** start of Data entries **

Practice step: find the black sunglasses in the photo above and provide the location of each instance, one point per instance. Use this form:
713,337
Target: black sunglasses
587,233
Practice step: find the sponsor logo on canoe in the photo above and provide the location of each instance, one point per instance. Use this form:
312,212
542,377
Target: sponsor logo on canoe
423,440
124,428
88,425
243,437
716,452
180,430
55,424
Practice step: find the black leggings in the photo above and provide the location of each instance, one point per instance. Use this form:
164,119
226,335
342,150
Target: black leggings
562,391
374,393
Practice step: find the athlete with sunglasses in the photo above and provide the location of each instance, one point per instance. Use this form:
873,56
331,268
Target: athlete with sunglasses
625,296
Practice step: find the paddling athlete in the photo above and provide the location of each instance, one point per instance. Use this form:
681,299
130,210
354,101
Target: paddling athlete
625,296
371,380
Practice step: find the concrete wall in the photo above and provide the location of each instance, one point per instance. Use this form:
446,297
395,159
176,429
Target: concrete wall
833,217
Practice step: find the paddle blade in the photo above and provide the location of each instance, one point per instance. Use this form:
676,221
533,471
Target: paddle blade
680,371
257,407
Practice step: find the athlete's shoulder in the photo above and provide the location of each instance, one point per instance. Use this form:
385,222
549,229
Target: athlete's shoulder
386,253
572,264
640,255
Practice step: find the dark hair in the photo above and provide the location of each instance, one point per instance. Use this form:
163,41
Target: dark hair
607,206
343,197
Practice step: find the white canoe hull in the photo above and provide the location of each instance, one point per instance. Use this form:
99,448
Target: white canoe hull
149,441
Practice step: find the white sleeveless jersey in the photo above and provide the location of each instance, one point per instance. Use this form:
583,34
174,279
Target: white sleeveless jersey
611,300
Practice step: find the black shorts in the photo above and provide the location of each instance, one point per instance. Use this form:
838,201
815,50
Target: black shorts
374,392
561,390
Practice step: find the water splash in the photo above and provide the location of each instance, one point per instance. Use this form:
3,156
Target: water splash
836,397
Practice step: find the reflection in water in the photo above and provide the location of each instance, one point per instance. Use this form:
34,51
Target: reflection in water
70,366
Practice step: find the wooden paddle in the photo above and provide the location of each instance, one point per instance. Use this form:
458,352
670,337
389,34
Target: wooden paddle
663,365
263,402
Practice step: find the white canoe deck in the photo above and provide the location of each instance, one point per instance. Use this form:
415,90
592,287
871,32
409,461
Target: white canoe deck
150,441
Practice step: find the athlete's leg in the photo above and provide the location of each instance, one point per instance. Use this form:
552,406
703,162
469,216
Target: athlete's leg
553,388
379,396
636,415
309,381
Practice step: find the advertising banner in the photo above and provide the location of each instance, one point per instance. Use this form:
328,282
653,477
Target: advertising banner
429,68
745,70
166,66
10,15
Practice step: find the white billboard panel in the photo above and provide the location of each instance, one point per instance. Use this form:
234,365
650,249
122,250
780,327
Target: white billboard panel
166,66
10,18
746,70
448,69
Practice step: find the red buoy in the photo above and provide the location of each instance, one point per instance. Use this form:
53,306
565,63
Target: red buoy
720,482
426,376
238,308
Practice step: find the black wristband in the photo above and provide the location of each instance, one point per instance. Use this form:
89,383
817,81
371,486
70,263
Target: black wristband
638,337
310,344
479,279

** end of Data entries **

- _Task brief_:
Rewrite every line of the items from the line with "Practice step: find the advertising" through the end of the items, raising each answer coordinate by 4. Leave all other numbers unchanged.

- _Written response_:
Practice step: find the advertising banner in the photo above and provide the location of each instance, one point per instance. Use this form:
328,282
653,477
Target: advertising banner
433,72
749,74
170,70
14,19
Practice step: find the white billboard panel in the photo above and provide the location of each instance, one point per instance. Use this form:
234,365
650,249
122,250
780,327
Target: white billboard panel
170,70
14,22
750,74
452,73
Practice step: find the red buoy in the photo above and provide the location of each instance, one point per instance. Use this form:
53,306
565,63
Target: red buoy
724,486
430,380
242,312
Practice step: find the black wristband in the photo above and provide the location of each instance, one point per instance. Use this form:
89,383
817,81
371,486
70,263
Target: black wristband
642,341
314,348
483,283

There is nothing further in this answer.